- УСЛОВИЕ ЗАДАНИЯ:
Выпишите без изменений часть отрывка о русском консерватизме: начните со слов «В этом смысле» и остановитесь после слов «или вовсе возродить.».

- ВЫБРАННЫЙ ОТРЫВОК:
· · ·

2.0. О русском консерватизме как о бездомности

   Камнев В. М. Хранители и пророки. Религиозно-философское содержание русского консерватизма. – СПб.: Наука, 2010. – 470 с. – (Серия: «Слово о сущем»)
 
   Главная тема книги впервые проговаривается отчетливо лишь в послесловии – обращая весь предшествующий текст в своего рода предуведомление и выводя его из рамок описательности. Этой темой оказывается бездомность, внешне парадоксальным для исследования консерватизма образом. Ведь консерватизм вроде бы как раз сосредоточен на тематике «дома», «отчего места», всегда предполагая, что есть куда возвращаться. Но в то же время в консерватизме есть и оборотная сторона – родившись как реакция на французскую революцию, он изначально существует с сознанием хрупкости традиции, с сознанием, что тот «дом», который есть, может легко быть разрушен (или, что, пожалуй, преобладает – разрушается в данный момент).
   Отсюда и историчность консерватизма: он не тождественен принадлежности к традиции – он всегда начинается с ее осознания. Более того, традиции уже траченной или поставленной «под удар».
   В этом смысле консерватизм принадлежит к модерному обществу, единый со своими оппонентами в отчужденности от общества традиционного. В последнем традиция – данность, она как целое не только не требует рефлексии, но и чуждается ее (как осознание своего молитвенного настроя разрушает настрой). Для консерватизма, напротив, традиция уже более не «само собой разумеющееся» – ее нужно удержать, реставрировать или вовсе возродить.
   Но возрожденная традиция, прошедшая через осознание (осознанная), уже иная.
   Отсюда и лучшие страницы работы, посвященные Розанову с его хрестоматийным:
   «Много есть прекрасного в России: 17 октября, конституция, как спит Иван Павлович. Но лучше всего в чистый понедельник забирать соленья у Зайцева (угол Садовой и Невского). Рыжики, грузди, какие-то вроде яблочков, брусника – разложены на тарелках (для пробы). И испанские громадные луковицы. И образцы капусты. И нити белых грибов на косяке двери. И над дверью большой образ Спаса, с горящею лампадою. Полное православие» (Уединенное).
   Ведь Розанов стремится обрести традицию там, где она есть – в ее непосредственности, не в больших словах, не в больших делах – уже выветрившихся, в которых остался отзвук, нами чувствуемый и, может быть, даже понимаемый, но нет уже непосредственной действительности – а в самом что ни на есть обыденном: «В чистый понедельник грибные и рыбные лавки – первые в смысле и даже в истории. Грибная лавка в чистый понедельник равняется лучшей странице Ключевского (первый день Великого Поста)» (Уединенное). Ухватившись за это, может быть, удастся вытянуть и остальное, но пытаться хвататься за «большие смыслы» как таковые бесполезно – цепь оборвется почти в самом начале, слишком уж проржавела она здесь. Отсюда оказывается, что «семейный консерватизм» Розанова не просто осмысленен и здрав (мало ли здравых, а нередко и глубоких мыслей высказали те, кого числят в «консерваторах»), но выходит за пределы «здравомыслия», рассудочной верности – оказываясь прикосновенным собственно к разуму (метафизическому по своей природе).

· · ·

- СПИСОК ПУНКТОВ:
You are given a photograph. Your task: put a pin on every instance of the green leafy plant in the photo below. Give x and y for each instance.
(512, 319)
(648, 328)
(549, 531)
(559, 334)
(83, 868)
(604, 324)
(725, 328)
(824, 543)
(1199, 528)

· · ·

- ОТВЕТ НА ЗАДАНИЕ:
В этом смысле консерватизм принадлежит к модерному обществу, единый со своими оппонентами в отчужденности от общества традиционного. В последнем традиция – данность, она как целое не только не требует рефлексии, но и чуждается ее (как осознание своего молитвенного настроя разрушает настрой). Для консерватизма, напротив, традиция уже более не «само собой разумеющееся» – ее нужно удержать, реставрировать или вовсе возродить.